Update the records below by changing every "along its edge" to "along its boundary" and keeping everything else the same. Leave the pictures out of your answer.

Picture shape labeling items
────────────────────────────────────────

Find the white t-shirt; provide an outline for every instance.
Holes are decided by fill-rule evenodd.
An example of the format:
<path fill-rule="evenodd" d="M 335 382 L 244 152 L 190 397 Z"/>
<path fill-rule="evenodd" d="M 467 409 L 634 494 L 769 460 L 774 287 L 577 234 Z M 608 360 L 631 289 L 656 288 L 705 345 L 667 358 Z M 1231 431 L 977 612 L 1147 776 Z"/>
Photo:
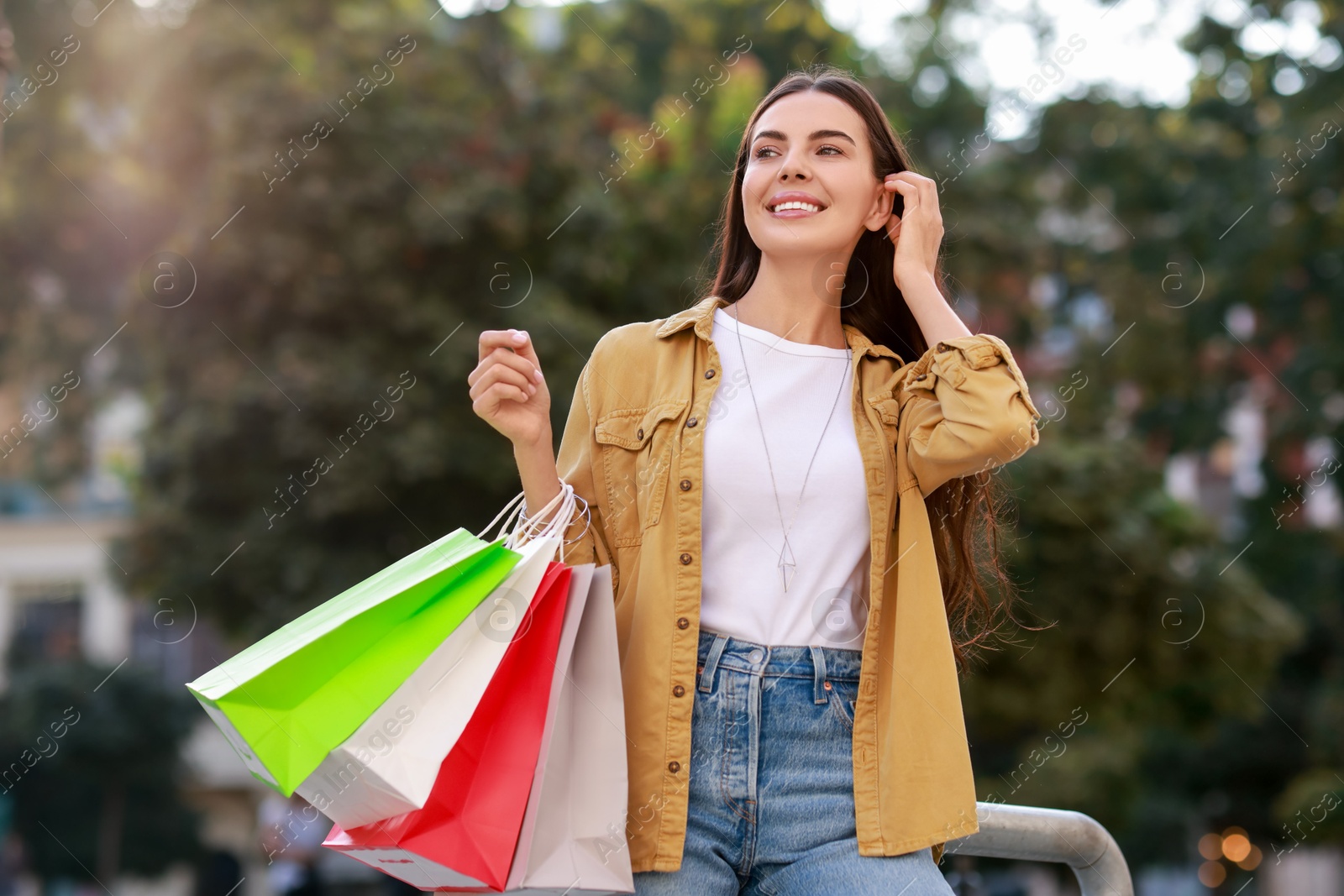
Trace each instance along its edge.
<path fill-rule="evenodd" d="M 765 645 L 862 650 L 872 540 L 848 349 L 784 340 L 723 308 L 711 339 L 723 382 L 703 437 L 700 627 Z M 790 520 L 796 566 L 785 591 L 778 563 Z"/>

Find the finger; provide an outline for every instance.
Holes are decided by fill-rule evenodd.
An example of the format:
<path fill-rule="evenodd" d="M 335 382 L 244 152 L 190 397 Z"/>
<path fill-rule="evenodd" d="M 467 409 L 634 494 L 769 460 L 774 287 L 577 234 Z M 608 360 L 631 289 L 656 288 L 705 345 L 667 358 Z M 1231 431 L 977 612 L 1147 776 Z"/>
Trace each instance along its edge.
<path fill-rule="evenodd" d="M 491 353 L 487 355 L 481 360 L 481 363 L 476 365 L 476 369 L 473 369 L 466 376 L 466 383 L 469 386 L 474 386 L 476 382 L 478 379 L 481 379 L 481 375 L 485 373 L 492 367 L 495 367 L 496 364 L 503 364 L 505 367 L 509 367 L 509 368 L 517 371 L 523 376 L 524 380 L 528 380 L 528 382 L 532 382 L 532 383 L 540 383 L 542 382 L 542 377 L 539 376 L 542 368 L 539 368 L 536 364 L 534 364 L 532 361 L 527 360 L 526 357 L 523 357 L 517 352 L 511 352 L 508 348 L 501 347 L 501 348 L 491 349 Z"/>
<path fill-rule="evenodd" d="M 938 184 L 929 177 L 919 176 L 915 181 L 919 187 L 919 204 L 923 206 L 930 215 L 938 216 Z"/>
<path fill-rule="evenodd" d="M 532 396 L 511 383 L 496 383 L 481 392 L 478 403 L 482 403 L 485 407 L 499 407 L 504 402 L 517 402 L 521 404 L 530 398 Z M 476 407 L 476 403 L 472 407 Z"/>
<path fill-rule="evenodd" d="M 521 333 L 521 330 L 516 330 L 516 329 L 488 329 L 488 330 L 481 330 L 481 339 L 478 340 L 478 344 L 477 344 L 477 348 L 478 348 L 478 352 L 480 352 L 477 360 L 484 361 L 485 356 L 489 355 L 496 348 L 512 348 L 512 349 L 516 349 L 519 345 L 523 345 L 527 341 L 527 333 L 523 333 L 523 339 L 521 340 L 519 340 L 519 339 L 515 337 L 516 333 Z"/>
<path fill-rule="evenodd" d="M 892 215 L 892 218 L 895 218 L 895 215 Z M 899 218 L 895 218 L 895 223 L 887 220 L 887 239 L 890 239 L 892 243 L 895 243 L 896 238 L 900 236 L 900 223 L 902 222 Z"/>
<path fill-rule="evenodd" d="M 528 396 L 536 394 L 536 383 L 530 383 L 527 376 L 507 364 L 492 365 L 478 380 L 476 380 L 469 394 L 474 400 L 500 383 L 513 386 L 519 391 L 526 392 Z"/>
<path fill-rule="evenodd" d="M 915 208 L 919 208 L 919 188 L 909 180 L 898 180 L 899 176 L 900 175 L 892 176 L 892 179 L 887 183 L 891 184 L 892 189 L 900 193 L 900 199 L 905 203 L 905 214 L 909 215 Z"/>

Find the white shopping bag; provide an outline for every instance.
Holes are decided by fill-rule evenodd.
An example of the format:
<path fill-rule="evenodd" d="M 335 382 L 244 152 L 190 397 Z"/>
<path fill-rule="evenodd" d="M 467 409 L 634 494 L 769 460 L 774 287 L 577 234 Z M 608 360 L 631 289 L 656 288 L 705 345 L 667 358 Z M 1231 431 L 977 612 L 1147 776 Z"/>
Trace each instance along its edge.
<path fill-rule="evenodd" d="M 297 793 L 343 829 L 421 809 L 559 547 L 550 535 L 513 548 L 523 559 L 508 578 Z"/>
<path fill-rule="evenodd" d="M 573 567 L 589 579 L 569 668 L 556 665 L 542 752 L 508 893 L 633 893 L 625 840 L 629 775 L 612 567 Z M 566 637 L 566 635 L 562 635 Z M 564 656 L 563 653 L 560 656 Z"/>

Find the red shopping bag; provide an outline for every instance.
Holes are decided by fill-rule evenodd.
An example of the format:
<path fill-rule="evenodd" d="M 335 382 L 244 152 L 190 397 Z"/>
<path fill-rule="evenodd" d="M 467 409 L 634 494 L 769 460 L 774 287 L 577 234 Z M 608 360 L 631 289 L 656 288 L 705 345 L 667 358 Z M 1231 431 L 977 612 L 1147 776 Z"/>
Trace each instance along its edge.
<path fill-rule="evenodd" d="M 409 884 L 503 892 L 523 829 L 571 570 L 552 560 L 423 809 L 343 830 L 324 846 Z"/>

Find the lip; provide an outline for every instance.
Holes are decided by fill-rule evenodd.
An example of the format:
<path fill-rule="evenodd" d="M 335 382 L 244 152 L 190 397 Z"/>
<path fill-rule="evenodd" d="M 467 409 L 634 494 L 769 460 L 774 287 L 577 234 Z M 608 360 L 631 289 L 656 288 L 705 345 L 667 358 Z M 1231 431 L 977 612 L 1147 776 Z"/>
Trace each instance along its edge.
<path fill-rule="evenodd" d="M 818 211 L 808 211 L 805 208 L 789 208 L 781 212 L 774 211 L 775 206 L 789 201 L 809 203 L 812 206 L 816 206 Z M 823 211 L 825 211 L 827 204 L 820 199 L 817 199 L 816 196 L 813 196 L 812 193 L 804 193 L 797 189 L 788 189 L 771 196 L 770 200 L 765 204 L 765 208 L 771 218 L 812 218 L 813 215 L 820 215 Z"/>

────────────────────────────────────────

## Solution to this task
Find the white t-shirt; provide an outline for every instance.
Holes are decided by fill-rule evenodd.
An example of the format:
<path fill-rule="evenodd" d="M 335 382 L 244 152 L 190 397 Z"/>
<path fill-rule="evenodd" d="M 467 409 L 634 494 L 769 460 L 774 287 L 577 234 Z M 608 360 L 631 289 L 656 288 L 705 345 L 667 358 Z M 1231 431 L 977 612 L 1147 776 Z"/>
Photo:
Trace each instance along its boundary.
<path fill-rule="evenodd" d="M 765 645 L 862 650 L 872 540 L 848 349 L 784 340 L 723 308 L 711 339 L 723 382 L 703 437 L 700 627 Z M 790 520 L 796 566 L 785 591 L 778 563 Z"/>

Find the finger; provide an outline for every instance.
Holes are decided by fill-rule evenodd.
An example of the format:
<path fill-rule="evenodd" d="M 335 382 L 244 152 L 190 397 Z"/>
<path fill-rule="evenodd" d="M 467 409 L 634 494 L 769 460 L 774 287 L 577 234 Z M 608 360 L 631 289 L 656 288 L 705 345 L 667 358 Z M 1231 431 L 977 612 L 1147 776 Z"/>
Trace each instance along its boundary.
<path fill-rule="evenodd" d="M 491 353 L 487 355 L 481 360 L 481 363 L 476 365 L 476 369 L 473 369 L 466 376 L 466 383 L 469 386 L 474 386 L 476 382 L 478 379 L 481 379 L 481 375 L 485 373 L 492 367 L 495 367 L 496 364 L 503 364 L 505 367 L 509 367 L 509 368 L 517 371 L 523 376 L 524 380 L 528 380 L 528 382 L 532 382 L 532 383 L 540 383 L 542 382 L 542 377 L 539 376 L 542 368 L 539 368 L 536 364 L 534 364 L 532 361 L 527 360 L 526 357 L 523 357 L 517 352 L 511 352 L 508 348 L 501 347 L 501 348 L 491 349 Z"/>
<path fill-rule="evenodd" d="M 938 184 L 929 177 L 919 176 L 915 181 L 919 187 L 919 204 L 923 206 L 930 215 L 938 216 Z"/>
<path fill-rule="evenodd" d="M 532 396 L 511 383 L 496 383 L 481 392 L 478 403 L 482 403 L 485 407 L 499 407 L 504 402 L 517 402 L 521 404 L 530 398 Z M 476 407 L 476 403 L 472 407 Z"/>
<path fill-rule="evenodd" d="M 521 333 L 521 330 L 516 330 L 516 329 L 488 329 L 488 330 L 481 330 L 481 339 L 478 340 L 478 344 L 477 344 L 477 348 L 478 348 L 478 352 L 480 352 L 477 360 L 484 361 L 485 356 L 489 355 L 496 348 L 512 348 L 512 349 L 516 349 L 519 345 L 523 345 L 527 341 L 527 333 L 523 333 L 523 339 L 521 340 L 519 340 L 519 339 L 515 337 L 516 333 Z"/>
<path fill-rule="evenodd" d="M 892 215 L 892 218 L 895 218 L 895 215 Z M 899 218 L 895 218 L 895 223 L 887 220 L 887 239 L 890 239 L 892 243 L 895 243 L 896 238 L 900 236 L 900 223 L 902 222 Z"/>
<path fill-rule="evenodd" d="M 528 396 L 536 394 L 536 383 L 530 383 L 527 376 L 507 364 L 492 365 L 478 380 L 476 380 L 469 394 L 474 400 L 500 383 L 513 386 L 519 391 L 526 392 Z"/>
<path fill-rule="evenodd" d="M 915 208 L 919 208 L 919 188 L 909 180 L 898 180 L 899 176 L 900 175 L 892 176 L 892 179 L 887 183 L 891 184 L 892 189 L 900 193 L 900 199 L 905 203 L 905 214 L 909 215 Z"/>

Find the white shopping bag; provide an outline for every instance.
Holes are decided by fill-rule evenodd.
An example of the format:
<path fill-rule="evenodd" d="M 335 382 L 244 152 L 190 397 Z"/>
<path fill-rule="evenodd" d="M 467 409 L 634 494 L 769 460 L 774 287 L 577 234 Z M 608 360 L 631 289 L 656 288 L 705 345 L 667 358 Z M 1231 431 L 977 612 L 1147 776 Z"/>
Trace each instance along its boundary.
<path fill-rule="evenodd" d="M 297 793 L 343 829 L 421 809 L 559 547 L 550 535 L 513 548 L 523 559 L 508 578 Z"/>
<path fill-rule="evenodd" d="M 573 567 L 589 579 L 569 668 L 556 665 L 542 752 L 508 893 L 633 893 L 625 840 L 629 775 L 612 567 Z M 566 637 L 566 635 L 562 635 Z M 564 656 L 563 653 L 560 656 Z"/>

Find the red shopping bag; provide an outline for every instance.
Holes are decided by fill-rule evenodd.
An example of the format:
<path fill-rule="evenodd" d="M 335 382 L 244 152 L 190 397 Z"/>
<path fill-rule="evenodd" d="M 467 409 L 634 494 L 769 460 L 774 287 L 577 234 Z M 608 360 L 631 289 L 656 288 L 705 345 L 667 358 Z M 1231 431 L 977 612 L 1147 776 Z"/>
Trace each instance along its boundary.
<path fill-rule="evenodd" d="M 409 884 L 503 892 L 523 829 L 571 570 L 552 560 L 423 809 L 343 830 L 324 846 Z"/>

Find the lip; provide an outline for every instance.
Holes are decided by fill-rule evenodd.
An example of the format:
<path fill-rule="evenodd" d="M 335 382 L 244 152 L 190 397 Z"/>
<path fill-rule="evenodd" d="M 467 409 L 634 494 L 769 460 L 774 287 L 577 234 Z M 608 360 L 631 289 L 656 288 L 705 345 L 667 358 Z M 1231 431 L 977 612 L 1147 776 Z"/>
Trace each instance along its boundary.
<path fill-rule="evenodd" d="M 818 211 L 808 211 L 805 208 L 789 208 L 781 212 L 774 211 L 775 206 L 789 201 L 809 203 L 812 206 L 816 206 Z M 823 211 L 825 211 L 827 204 L 820 199 L 817 199 L 816 196 L 813 196 L 812 193 L 804 193 L 797 189 L 788 189 L 771 196 L 770 200 L 765 204 L 765 208 L 771 218 L 812 218 L 813 215 L 820 215 Z"/>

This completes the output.